SHORT PROBLEM: Write the next part of the sermon about Elijah and overcoming together, starting right after its last sentence.

ARTICLE:
━━━━━━

Or we have Nike in Christ. We are conquerors in him. And so we begin to ask the question, what does it mean for believers to live in overcoming victory with Jesus? I think of in the Old Testament what I would call a warrior for God. It was a man by the name of Elijah. If you read in First Kings in chapter 17, there’s grand stories in which are being conducted in the life of Elijah through the hands of God as God ministered in Elijah’s life. Elijah prayed and rain stopped for three years. Elijah brought a young man back to life when he had died. Elijah goes before all thousands of false teachers, and he presents to him the truth about God and he. He takes an altar and he soaks the altar with with rain or with water. And then he throws the sacrifice upon the altar. Then he prays from heaven that God would come down and consume this altar, and it just explodes in fire. Elijah saw glorious things that took place by the hand of God. You know, what’s interesting is you see all these wonderful things that God is doing through Elijah. When you get to chapter 19, you hear an exact opposite attitude of what you would expect from a man who’s seeing these things happen from God. It says in 19 and verse four, but he himself went out.

A day’s journey into the wilderness, and came and sat down under a juniper tree, and he requested for himself that he might die, and said, it is enough now, O Lord, take my life, for I am no better than my fathers. Goes on in verse ten and verse 14 he says the same thing. I have been very zealous for the Lord, the God of hosts. For the sons of Israel have forsaken your covenant, torn down your altars, and killed your prophets with the sword. And I alone am left, and they seek my life to take it away. All these glorious things that Elijah is seeing done by the hand of God. And Elijah comes to this point in chapter 19 and says, God, just take my life and you’re left with a question, why would someone request such a thing? And the answer is, is because Elijah felt all alone. Elijah grew up in the nation of Israel, and he saw his people continually rejecting God and following after false gods. So much so that when someone stood for the Lord, their life would be ended. And Elijah was walking this world lonely, reminding us of how important we are to each other. And God says to Elijah, his response comes in verse 17. It says, it shall come about. The one who escapes from the sword of Hazael, Jehu shall put to death, and the one who escapes from the sword of Jehu, Elijah shall put to death.

It’s a different Elijah and Elisha. Yet I will leave 7000 Israel all the knees that have not bowed to Baal, and every mouth that has not kissed him. So he departed from there and found Elijah. God’s response to Elijah’s loneliness was to bring people into his life who were pursuing the same goal as him after God. We are important to one another. You know, as you study scripture, you begin to notice a theme that is men serve the Lord. God brought people along to encourage them. Moses had Aaron. Paul had Barnabas and Saul. David had Jonathan. Naomi had Ruth. Jesus had his disciples. Elijah had Elijah. All of us encouraging one another throughout Scripture. Because God knows as people we weren’t designed to be alone. And as we look at the life of Elijah and we consider our own lives, the question we ask this morning is how can we overcome together? How can we, as a church family, be of assistance into each other’s life as a source of encouragement and overcoming and living in victory through Christ? Point number one this morning, if you brought a Bible with you, I would encourage you to turn to the book of Hebrews. It’s halfway through the New Testament Towards the end of your Bible in chapter ten, God begins to define for us how we can overcome together through Christ. The first message that God shares with us is that you are not alone.

━━━━━━

RECORDED DATA:
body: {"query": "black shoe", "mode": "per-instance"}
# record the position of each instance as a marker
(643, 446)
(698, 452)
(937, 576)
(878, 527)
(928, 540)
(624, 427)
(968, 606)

━━━━━━

TASK RESULT:
The first encouragement that we need in our lives when we feel isolated, when we feel like we we can’t overcome the obstacle in front of us, is to be reminded that we are not alone. In fact, when you read through the book of Hebrews, it’s a it’s a grand teaching of everything that Jesus is in our lives. He starts in chapter three and he reminds us of the Old Testament. He says, do you remember the life of of Moses and all the glorious things that came through the law and the temple that was built, and all the glorious things that came through the the worship that took place. Do you remember those things? As the writer of Hebrews dictates, and the response is, yes. And then he says, well, Jesus is better. The Bible tells us that Jesus never held the Aaronic Priesthood because Jesus was never born of the tribe of Levi from the son of Aaron. It’s impossible unless you’re born from the tribe of Levi and the son of Aaron. But what Jesus held to was a greater priesthood. It tells us in Hebrews chapter seven that Jesus came from the Melchizedek priesthood. And as you read in chapter seven, what you find significant about the Melchizedek priesthood is that it can’t be passed from person to person, that that the person who possesses that priesthood has no beginning of days and has no end of days. The only one that can be measured in that way is Christ himself.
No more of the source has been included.